*WHAT TO PRODUCE*: Proceed with the neural network explainer below, picking up right after its final sentence.

This document will explain what neural networks are and how they work, which will help you
understand how AI and machine learning work. In the scenario below you’ll play the part of
the neural network.
First day of your new job as a “classifier” your boss walks in and drops a big spreadsheet of
numbers on your desk.
“Is this a cat?” she asks.
Confused you ask “What?”
“Is this a cat?”
Even more confused, you respond “I don’t know”.
“Wrong!” she says, and slaps you across the face.
Before you’ve had a chance to be shocked she drops another large spreadsheet on your desk. “Is this a cat?”
“I don’t understand” you respond.
“Wrong!” she says, and slaps you again.
Another spreadsheet. “Is this a cat?”
Not wanting another slap, you meekly respond “Yes?”
“Correct! Good job!” she says, and gives you a wonderful reward. Almost makes up for the slaps.
Another spreadsheet. Cat?
Slightly more confident and wanting another reward you respond “Yes”
“Wrong!”. Another slap.
You are very confused. “I don’t understand what’s going on. You haven’t told me the rules,
you haven’t told me how to figure out something is a cat, you haven’t given me the logic
to figure this out. You haven’t trained me.”
“Correct” says the boss. “This is training. Trust me, you’re going to get very good at
Another spreadsheet. This time you focus on the sheet. It’s 256 columns and 256 rows, filled
with numbers. Is it a cat? You don’t know, so you guess.
Another and another. Right, wrong, wrong, right again, it keeps going. Slaps and rewards.
You’re starting to notice some patterns – if the sheet is almost all zeros then it’s not a cat.
You look at the center of the sheet – that part should have larger numbers.
It’s getting slightly better – you’re getting more rewards than slaps, guessing correctly more
often than not. It’s all about the patterns of the numbers.
This is the strangest job you’ve ever had. The slaps are terrible, but the rewards are so great
you don’t want to quit. How do you get better at this? It’s not really possible for one person.
If you had more people they could focus on different aspects of the sheet,
look for different patterns, and you could use their findings to make better guesses.
You hire 10 people and bring them to work the next day. When you get a spreadsheet you show it
to those 10 people and ask them “Is this a cat?”

*Saved data entries*:
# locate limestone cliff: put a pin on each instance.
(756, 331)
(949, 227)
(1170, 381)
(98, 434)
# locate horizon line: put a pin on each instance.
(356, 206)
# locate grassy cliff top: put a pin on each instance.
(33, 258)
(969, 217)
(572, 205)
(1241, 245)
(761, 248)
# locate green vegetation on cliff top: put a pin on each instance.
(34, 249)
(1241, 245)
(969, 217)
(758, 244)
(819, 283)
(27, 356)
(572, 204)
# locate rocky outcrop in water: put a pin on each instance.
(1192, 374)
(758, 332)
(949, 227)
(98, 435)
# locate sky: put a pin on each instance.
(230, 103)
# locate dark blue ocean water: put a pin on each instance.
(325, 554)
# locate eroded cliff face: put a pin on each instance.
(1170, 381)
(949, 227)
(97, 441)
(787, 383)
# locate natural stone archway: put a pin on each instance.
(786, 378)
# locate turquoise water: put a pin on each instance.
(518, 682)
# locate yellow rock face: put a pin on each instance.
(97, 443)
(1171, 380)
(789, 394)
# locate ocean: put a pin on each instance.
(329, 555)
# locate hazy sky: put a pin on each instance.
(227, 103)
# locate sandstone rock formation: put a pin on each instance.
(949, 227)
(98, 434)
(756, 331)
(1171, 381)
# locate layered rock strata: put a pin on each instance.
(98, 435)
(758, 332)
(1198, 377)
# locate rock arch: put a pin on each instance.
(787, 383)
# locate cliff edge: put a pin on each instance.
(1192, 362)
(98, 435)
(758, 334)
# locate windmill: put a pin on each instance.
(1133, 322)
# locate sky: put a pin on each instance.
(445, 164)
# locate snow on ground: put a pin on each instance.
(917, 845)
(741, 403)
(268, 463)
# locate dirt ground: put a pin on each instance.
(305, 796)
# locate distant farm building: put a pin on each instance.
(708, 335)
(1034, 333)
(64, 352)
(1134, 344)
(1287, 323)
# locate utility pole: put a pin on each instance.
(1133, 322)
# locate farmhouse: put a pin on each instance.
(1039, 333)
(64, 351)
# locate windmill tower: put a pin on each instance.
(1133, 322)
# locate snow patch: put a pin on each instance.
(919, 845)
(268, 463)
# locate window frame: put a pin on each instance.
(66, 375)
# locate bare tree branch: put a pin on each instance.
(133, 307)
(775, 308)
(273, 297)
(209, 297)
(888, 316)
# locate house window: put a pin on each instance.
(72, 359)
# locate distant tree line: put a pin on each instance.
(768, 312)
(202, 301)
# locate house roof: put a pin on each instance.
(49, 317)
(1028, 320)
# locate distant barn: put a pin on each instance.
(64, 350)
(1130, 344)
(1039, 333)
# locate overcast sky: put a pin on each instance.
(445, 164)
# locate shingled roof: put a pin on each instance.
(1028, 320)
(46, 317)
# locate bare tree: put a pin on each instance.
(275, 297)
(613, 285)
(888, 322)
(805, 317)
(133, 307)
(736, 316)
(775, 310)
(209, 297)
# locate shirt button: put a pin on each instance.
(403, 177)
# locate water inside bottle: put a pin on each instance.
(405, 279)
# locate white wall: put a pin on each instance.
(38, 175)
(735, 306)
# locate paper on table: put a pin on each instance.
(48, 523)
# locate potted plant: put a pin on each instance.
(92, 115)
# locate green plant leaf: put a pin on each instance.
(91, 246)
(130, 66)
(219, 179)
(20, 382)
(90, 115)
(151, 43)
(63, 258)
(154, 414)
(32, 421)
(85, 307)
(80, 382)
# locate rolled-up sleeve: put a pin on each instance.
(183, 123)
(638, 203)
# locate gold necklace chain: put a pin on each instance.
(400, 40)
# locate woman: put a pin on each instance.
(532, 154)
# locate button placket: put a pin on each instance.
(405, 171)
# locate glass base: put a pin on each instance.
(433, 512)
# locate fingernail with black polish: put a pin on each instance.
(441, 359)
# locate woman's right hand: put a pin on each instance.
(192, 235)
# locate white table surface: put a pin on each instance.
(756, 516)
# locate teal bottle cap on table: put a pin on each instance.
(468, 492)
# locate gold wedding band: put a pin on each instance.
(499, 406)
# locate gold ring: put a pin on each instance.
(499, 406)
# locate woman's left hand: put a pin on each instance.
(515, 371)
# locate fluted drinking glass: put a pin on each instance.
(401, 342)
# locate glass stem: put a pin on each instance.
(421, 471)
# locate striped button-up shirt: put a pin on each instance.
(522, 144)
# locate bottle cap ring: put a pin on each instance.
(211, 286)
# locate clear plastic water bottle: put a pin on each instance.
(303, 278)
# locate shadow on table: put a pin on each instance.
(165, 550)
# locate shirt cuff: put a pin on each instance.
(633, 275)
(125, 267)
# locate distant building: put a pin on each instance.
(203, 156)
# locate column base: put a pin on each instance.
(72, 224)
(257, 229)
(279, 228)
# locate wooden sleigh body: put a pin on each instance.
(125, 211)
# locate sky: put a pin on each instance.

*OUTPUT FOR THIS TASK*:
They are as confused as you were. You force them to guess. The first guy looks like an idiot,
so you decide to go with the opposite of what he says. The third lady looks really thoughtful
so you put a lot of weight on what she says. In your mind you assign a weight to each of
their guesses to come up with your final answer.
Each time you get a reward or punishment you share it with the 10 people you’ve hired: you
reward or slap them based on how much weight you put on their input and how much they contributed
to you getting the answer right or wrong. You learn the patterns: if the first guy says a strong
no and the third lady a strong yes then it’s very likely a cat. You learn many more patterns
The 10 people are learning to hone their opinions based on the rewards and punishments they get.
They can focus on different aspects of the sheet, and their opinions together can tell you a lot
about the sheet.
After what feels like an epoch and a lot of spreadsheets, eventually you get better.
You’re getting more rewards. This is working. Your boss says you’re very perceptive, and
starts calling you Perceptron.
What if you get more people involved? You could make it 50 people reporting to you, but that’d
be hard to manage. How about we add another layer of people before your 10?
You hire 50 more people, have them give their guesses to the 10 people that report to you.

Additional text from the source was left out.